◆ **Stored rows**
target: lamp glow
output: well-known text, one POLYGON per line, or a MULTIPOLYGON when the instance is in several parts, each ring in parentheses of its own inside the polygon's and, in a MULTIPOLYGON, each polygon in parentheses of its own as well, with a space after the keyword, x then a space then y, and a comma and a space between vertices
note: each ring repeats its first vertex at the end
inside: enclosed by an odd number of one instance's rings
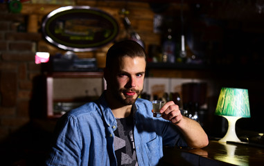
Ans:
POLYGON ((236 122, 241 118, 250 118, 247 89, 222 88, 215 114, 228 121, 227 132, 219 141, 240 142, 236 133, 236 122))

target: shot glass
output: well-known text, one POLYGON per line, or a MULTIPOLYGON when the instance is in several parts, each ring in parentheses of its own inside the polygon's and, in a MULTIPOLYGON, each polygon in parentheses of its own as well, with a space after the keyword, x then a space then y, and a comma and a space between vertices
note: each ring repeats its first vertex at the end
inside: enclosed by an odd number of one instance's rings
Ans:
POLYGON ((153 116, 156 118, 161 117, 160 109, 165 104, 165 102, 161 100, 153 100, 152 101, 152 103, 153 107, 153 109, 152 109, 153 116))

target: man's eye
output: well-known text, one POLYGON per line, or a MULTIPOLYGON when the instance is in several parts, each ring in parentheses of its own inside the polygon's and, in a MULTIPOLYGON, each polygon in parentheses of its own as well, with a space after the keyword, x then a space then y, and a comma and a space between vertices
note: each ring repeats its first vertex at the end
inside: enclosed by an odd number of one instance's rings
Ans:
POLYGON ((118 76, 121 77, 123 77, 127 76, 127 75, 122 73, 122 74, 119 74, 118 76))

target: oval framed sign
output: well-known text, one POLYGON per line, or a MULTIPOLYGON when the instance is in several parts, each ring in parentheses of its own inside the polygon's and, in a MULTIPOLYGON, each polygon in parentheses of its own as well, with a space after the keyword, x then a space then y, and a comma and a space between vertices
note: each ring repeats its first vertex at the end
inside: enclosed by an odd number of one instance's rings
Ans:
POLYGON ((116 19, 89 6, 65 6, 50 12, 42 25, 45 39, 74 52, 96 50, 113 42, 118 33, 116 19))

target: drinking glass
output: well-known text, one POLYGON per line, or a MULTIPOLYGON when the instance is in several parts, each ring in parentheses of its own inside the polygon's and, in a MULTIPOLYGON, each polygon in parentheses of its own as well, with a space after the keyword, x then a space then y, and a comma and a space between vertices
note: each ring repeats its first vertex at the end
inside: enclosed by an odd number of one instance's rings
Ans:
POLYGON ((153 109, 152 109, 153 116, 157 118, 161 117, 160 109, 165 104, 165 102, 161 100, 153 100, 152 101, 152 103, 153 107, 153 109))

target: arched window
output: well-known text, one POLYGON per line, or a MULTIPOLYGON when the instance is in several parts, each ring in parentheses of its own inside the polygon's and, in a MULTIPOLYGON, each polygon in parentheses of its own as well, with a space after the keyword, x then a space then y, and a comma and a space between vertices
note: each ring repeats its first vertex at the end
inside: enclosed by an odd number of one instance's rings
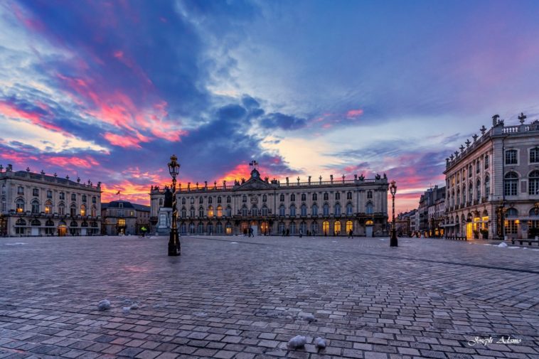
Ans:
POLYGON ((518 185, 518 175, 516 172, 508 172, 503 181, 503 191, 506 195, 516 195, 518 185))
POLYGON ((53 213, 53 203, 50 200, 45 203, 45 213, 47 215, 53 213))
POLYGON ((476 182, 476 199, 477 200, 481 199, 481 180, 479 179, 476 182))
POLYGON ((324 215, 329 215, 329 205, 326 203, 322 207, 322 213, 324 213, 324 215))
POLYGON ((528 193, 530 195, 539 195, 539 171, 533 171, 530 173, 528 193))
POLYGON ((368 203, 367 203, 367 206, 366 207, 367 207, 367 210, 367 210, 367 212, 366 212, 367 214, 368 215, 372 215, 374 213, 374 207, 373 206, 373 203, 371 203, 370 202, 369 202, 368 203))
POLYGON ((318 215, 318 205, 313 205, 311 207, 311 215, 318 215))
POLYGON ((17 213, 21 213, 24 212, 24 200, 22 198, 18 198, 16 202, 15 205, 17 206, 17 213))
POLYGON ((31 203, 31 204, 32 205, 32 213, 33 214, 39 213, 39 201, 38 201, 37 200, 33 200, 31 203))
POLYGON ((346 233, 350 233, 350 231, 353 232, 353 222, 351 220, 346 221, 346 233))

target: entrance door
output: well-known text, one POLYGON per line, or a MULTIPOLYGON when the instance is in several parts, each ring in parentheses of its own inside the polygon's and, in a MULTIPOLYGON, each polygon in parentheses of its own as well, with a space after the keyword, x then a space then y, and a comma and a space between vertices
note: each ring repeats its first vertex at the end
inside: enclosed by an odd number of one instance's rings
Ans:
POLYGON ((373 237, 373 226, 368 225, 365 228, 365 232, 367 237, 373 237))
POLYGON ((65 225, 58 226, 58 236, 63 237, 68 232, 68 227, 65 225))

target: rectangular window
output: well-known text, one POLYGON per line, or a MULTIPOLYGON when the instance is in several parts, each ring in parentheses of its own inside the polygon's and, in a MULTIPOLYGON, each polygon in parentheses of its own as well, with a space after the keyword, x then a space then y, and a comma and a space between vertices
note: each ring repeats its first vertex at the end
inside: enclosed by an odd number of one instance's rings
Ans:
POLYGON ((530 150, 530 163, 539 162, 539 148, 536 147, 530 150))
POLYGON ((510 149, 506 151, 506 164, 518 164, 516 159, 516 150, 510 149))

◆ **What is asked**
Print the entire listing above verbatim, from its first line through its last polygon, omitting the pictures.

◆ **Result**
target: lamp glow
output: well-known text, one POLYGON per line, or a MULTIPOLYGON when the instance is in several parts, each ring in parentheses of its own inside the polygon's and, in a MULTIPOLYGON, each polygon in parentheses of its own as well, with a space after the keyword, x then a space then y, and a comma and a space between vertices
note: each ring repeats its first vertex at the end
inside: enclosed by an odd number of one instance's rings
Ans:
POLYGON ((236 122, 241 118, 250 118, 247 89, 222 88, 215 114, 228 121, 227 132, 219 141, 240 142, 236 133, 236 122))

target: shot glass
output: well-known text, one POLYGON per line, or a MULTIPOLYGON when the instance is in several parts, each ring in parentheses of its own inside the polygon's and, in a MULTIPOLYGON, each polygon in parentheses of its own as well, with a space after the keyword, x then a space then y, and a comma and a space between vertices
note: each ring repeats its first vertex at the end
inside: enclosed by an odd number of one instance's rings
Ans:
POLYGON ((153 116, 156 118, 161 117, 160 109, 165 104, 165 102, 161 100, 153 100, 152 101, 152 103, 153 107, 153 109, 152 109, 153 116))

target: man's eye
output: well-known text, one POLYGON per line, or a MULTIPOLYGON when the instance is in several parts, each ring in parentheses of its own inside the polygon's and, in a MULTIPOLYGON, each polygon in parentheses of its own as well, with a space after the keyword, x then a space then y, and a comma and a space between vertices
note: each ring repeats its first vertex at the end
inside: enclosed by an odd number of one instance's rings
Ans:
POLYGON ((118 76, 121 77, 123 77, 127 76, 127 75, 122 73, 122 74, 119 74, 118 76))

target: oval framed sign
output: well-known text, one POLYGON per line, or a MULTIPOLYGON when the instance is in several parts, each ring in parentheses of its own inside the polygon's and, in a MULTIPOLYGON, each polygon in parentheses of its own as well, with a space after the keyword, x then a space then y, and a comma and a space between vertices
note: each ring repeats its first vertex at the end
inside: enclosed by an odd number of one instance's rings
Ans:
POLYGON ((116 19, 89 6, 65 6, 50 12, 42 25, 45 39, 74 52, 96 50, 113 42, 118 33, 116 19))

target: drinking glass
output: well-known text, one POLYGON per line, or a MULTIPOLYGON when the instance is in several parts, each ring in parentheses of its own inside the polygon's and, in a MULTIPOLYGON, each polygon in parentheses of its own as well, with a space after the keyword, x then a space then y, and a comma and a space between vertices
note: each ring repeats its first vertex at the end
inside: enclosed by an odd number of one instance's rings
Ans:
POLYGON ((153 109, 152 109, 153 116, 157 118, 161 117, 160 109, 165 104, 165 102, 161 100, 153 100, 152 101, 152 103, 153 107, 153 109))

target: arched window
output: well-known text, one POLYGON per line, or a MULTIPOLYGON when the instance is in several parts, each ring in parentheses of its own inside the polygon's and, in a MULTIPOLYGON, each polygon in parentheses of its own as well, with a space after the keyword, x then a space then y, and a comma and a space between vertices
note: each ring repeats its first vertex at the end
inside: enclosed by an odd number of one instance's rings
Ans:
POLYGON ((518 185, 518 175, 516 172, 508 172, 503 181, 503 191, 506 195, 516 195, 518 185))
POLYGON ((53 213, 53 203, 50 200, 45 203, 45 213, 47 215, 53 213))
POLYGON ((476 182, 476 199, 477 200, 481 199, 481 180, 479 179, 476 182))
POLYGON ((324 215, 329 215, 329 205, 326 203, 322 207, 322 213, 324 213, 324 215))
POLYGON ((528 193, 530 195, 539 195, 539 171, 533 171, 530 173, 528 193))
POLYGON ((368 203, 367 203, 367 206, 366 207, 367 207, 367 210, 367 210, 367 212, 366 212, 367 214, 368 215, 372 215, 374 213, 374 207, 373 206, 373 203, 371 203, 370 202, 369 202, 368 203))
POLYGON ((318 215, 318 205, 313 205, 311 207, 311 215, 318 215))
POLYGON ((17 213, 21 213, 24 212, 24 200, 22 198, 18 198, 16 202, 15 205, 17 206, 17 213))
POLYGON ((31 203, 31 204, 32 205, 32 213, 33 214, 39 213, 39 201, 38 201, 37 200, 33 200, 31 203))
POLYGON ((346 233, 350 233, 350 231, 353 232, 353 222, 351 220, 346 221, 346 233))

target: entrance door
output: well-known text, one POLYGON per line, or a MULTIPOLYGON when the instance is in several parts, each ring in parentheses of its own inside the polygon's and, in a MULTIPOLYGON, each polygon in parentheses of its own as well, with a space after the keyword, x then a space then y, and a comma and a space between vertices
note: each ring repeats its first vertex at the end
inside: enclosed by an odd number of one instance's rings
Ans:
POLYGON ((373 237, 373 226, 368 225, 365 228, 365 232, 367 237, 373 237))
POLYGON ((65 225, 58 226, 58 236, 63 237, 68 232, 68 227, 65 225))

target: rectangular window
output: well-known text, one POLYGON per line, or a MULTIPOLYGON when the instance is in several parts, each ring in parentheses of its own inside the polygon's and, in a MULTIPOLYGON, each polygon in parentheses of its own as well, with a space after the keyword, x then a space then y, and a comma and a space between vertices
note: each ring repeats its first vertex at the end
inside: enclosed by an odd number of one instance's rings
Ans:
POLYGON ((530 150, 530 163, 539 162, 539 148, 536 147, 530 150))
POLYGON ((510 149, 506 151, 506 164, 518 164, 516 159, 516 150, 510 149))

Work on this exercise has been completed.